_Materials provided_:
.....
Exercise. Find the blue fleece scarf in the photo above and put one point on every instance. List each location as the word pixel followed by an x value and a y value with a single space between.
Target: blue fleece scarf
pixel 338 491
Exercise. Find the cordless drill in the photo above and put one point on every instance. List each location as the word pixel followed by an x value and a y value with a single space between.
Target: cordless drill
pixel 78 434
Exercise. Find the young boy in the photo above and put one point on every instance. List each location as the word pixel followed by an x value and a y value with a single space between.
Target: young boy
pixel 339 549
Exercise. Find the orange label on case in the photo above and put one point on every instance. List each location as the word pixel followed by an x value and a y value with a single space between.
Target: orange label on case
.....
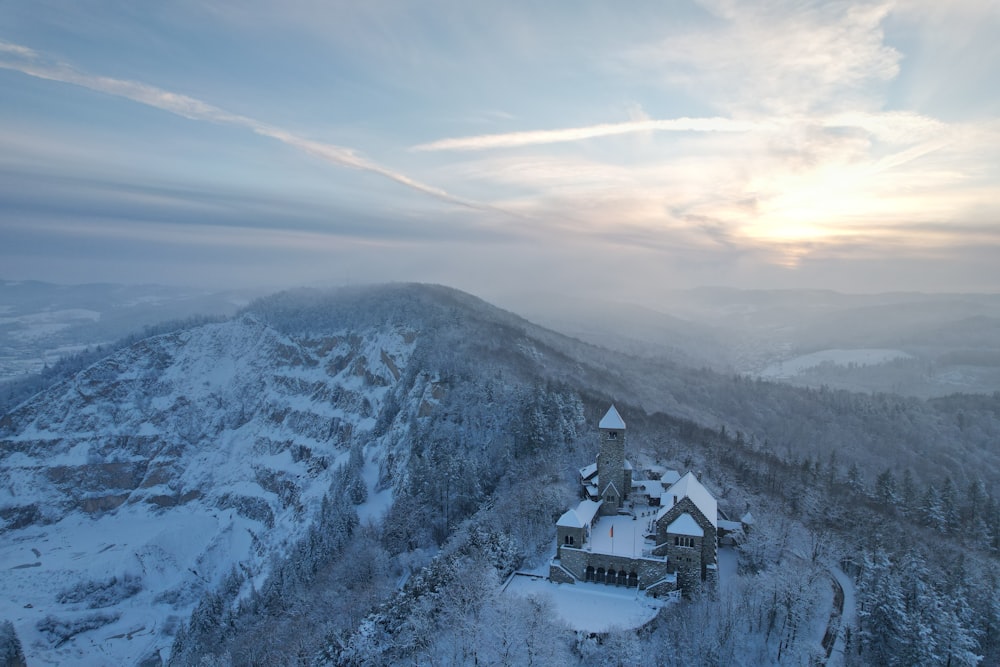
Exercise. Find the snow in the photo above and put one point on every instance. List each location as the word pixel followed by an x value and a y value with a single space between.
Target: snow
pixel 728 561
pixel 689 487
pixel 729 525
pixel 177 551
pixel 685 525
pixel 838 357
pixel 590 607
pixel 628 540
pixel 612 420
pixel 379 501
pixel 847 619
.....
Each line with the word "case" in the records above belongs in the result; copy all of them.

Exercise. Find the orange label on case in the photo above and put one point on every instance. List each location as the word pixel followed by an x value and a y value with a single space between.
Target: orange label on case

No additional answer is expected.